## Start DATA IN THIS EXERCISE

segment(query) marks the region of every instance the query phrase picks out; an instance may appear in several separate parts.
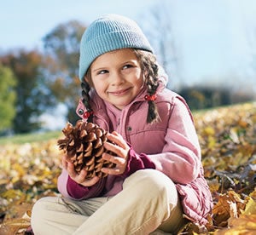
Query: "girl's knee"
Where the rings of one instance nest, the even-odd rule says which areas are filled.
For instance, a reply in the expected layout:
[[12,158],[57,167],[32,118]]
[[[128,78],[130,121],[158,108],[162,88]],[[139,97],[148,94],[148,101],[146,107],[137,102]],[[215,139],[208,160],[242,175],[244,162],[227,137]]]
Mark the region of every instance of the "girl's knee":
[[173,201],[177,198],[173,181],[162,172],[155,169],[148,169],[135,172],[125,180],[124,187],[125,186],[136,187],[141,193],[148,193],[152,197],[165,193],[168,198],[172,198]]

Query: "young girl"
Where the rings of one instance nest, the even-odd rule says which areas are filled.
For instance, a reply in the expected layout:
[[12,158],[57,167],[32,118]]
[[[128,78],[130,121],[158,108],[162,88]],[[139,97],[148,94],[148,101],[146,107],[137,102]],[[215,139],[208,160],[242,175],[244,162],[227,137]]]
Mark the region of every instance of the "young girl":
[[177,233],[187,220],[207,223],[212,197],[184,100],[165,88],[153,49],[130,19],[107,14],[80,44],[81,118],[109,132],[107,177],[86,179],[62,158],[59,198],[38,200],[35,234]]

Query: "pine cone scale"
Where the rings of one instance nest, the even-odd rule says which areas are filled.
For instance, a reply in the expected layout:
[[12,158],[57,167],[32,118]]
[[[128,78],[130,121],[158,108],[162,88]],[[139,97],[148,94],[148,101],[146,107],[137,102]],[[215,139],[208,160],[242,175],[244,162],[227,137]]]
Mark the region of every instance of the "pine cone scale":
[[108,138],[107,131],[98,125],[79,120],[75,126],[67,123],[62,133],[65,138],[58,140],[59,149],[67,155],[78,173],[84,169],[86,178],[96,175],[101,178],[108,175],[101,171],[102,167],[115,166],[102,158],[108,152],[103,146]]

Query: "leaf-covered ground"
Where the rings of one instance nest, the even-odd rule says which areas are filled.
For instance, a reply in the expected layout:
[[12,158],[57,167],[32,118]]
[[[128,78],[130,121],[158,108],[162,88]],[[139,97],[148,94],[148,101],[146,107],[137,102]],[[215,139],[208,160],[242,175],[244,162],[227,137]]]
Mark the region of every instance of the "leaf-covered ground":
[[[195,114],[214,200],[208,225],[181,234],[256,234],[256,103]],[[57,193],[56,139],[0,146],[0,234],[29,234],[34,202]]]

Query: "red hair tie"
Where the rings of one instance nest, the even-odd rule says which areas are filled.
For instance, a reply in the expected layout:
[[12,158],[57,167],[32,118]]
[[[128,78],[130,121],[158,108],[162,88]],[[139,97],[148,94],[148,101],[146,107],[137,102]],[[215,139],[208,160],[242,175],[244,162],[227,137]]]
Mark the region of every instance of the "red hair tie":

## End DATA IN THIS EXERCISE

▶ **TASK DETAILS**
Pick out every line in the records above that contains the word "scale", and copy each of those lines.

▶ **COMPLETED TASK**
Query: "pine cone scale"
Mark the region of every instance of the "pine cone scale":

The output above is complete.